▶ _YOUR OBJECTIVE_
Continue the article on stress for Mental Health Awareness Week from its final line, "Did you know?"

▶ _TEXT UNDER STUDY_
Mental Health Awareness Week – What is stress?

This week it is Mental Health Awareness Week and the focus this year is on stress. In the first of two articles, Pam Palfreyman, Cygnet’s Occupational Health Group Lead, looks at what stress is, work-related stress and signs and symptoms of stress. Check back later this week for a follow up from Pam, looking at strategies for how you can manage your own stress levels.

Pam writes:

Work is generally good for people if it is well designed:

  • It contributes to our happiness and self-worth
  • Gives us a sense of identity
  • Helps us build self-confidence
  • Helps us build self–esteem
  • Rewards us financially

But work can also be a great source of pressure. Pressure can be a positive and a motivating factor, it can help us achieve our goals, spur us on to solve a difficult problem or challenge us to go the extra distance to achieve that goal. However, excessive pressure over a prolonged period of time can cause you to feel stressed, it can make you ill both physically and mentally.

Did you know?

▶ _DATA EXTRACTS_
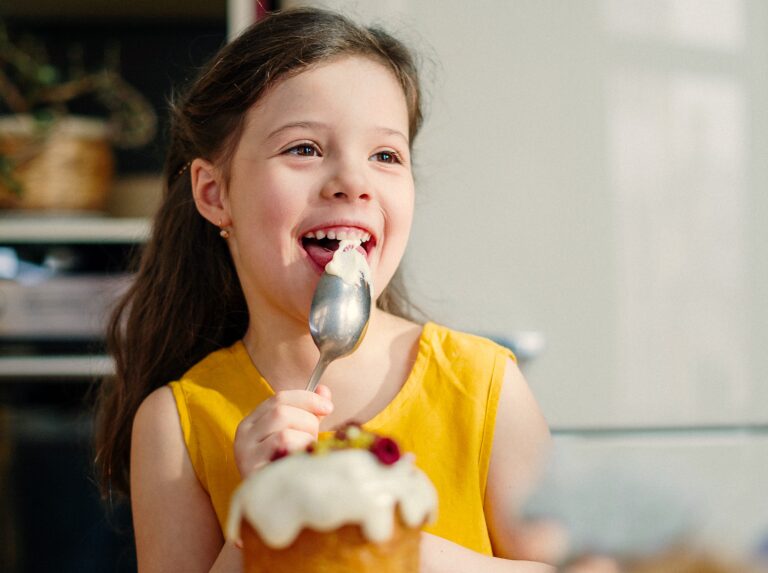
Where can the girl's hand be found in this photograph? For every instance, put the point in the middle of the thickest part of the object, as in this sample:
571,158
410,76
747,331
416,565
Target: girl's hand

▶ _ANSWER TO THE EXERCISE_
  • 1 in 6 employees in Britain will experience depression, anxiety or problems relating to stress at any one time?
  • In 2017 526,000 employees experienced workplace stress and 1.25 million working days were lost due to work related depression, anxiety and stress.

So what is stress?

  • Stress is nothing else but your body’s response to mental or emotional pressure
  • Stress is a natural reaction when this pressure becomes excessive
  • Stress is not an illness but if it becomes excessive and/or prolonged, mental and physical illness may develop
  • Anyone can suffer from work related stress, no matter what work they do

Sources of stress

Not all sources of stress are negative, even happy occasions can cause increased pressure in our lives. Some of the common sources of stress include:

  • Leaving home, getting married, having children
  • Moving house
  • Health scares or physical illness
  • Divorce
  • Coping with uncertainty
  • Late nights, lack of routine
  • Poor diet, dehydration
  • Excessive alcohol or drug misuse

Work related stress

There are times when pressures at work can become stressful, some factors to consider if you are feeling stressed include:

  • Long hours and shift work
  • Increased work load
  • Coping with a promotion
  • Poor relationships with colleagues
  • Lack of control or job insecurity
  • Lack of job satisfaction, boredom or isolation
  • Fear of violence, bullying or harassment
  • Problems with the working environment (such as noise, temperature, overcrowding and poor facilities)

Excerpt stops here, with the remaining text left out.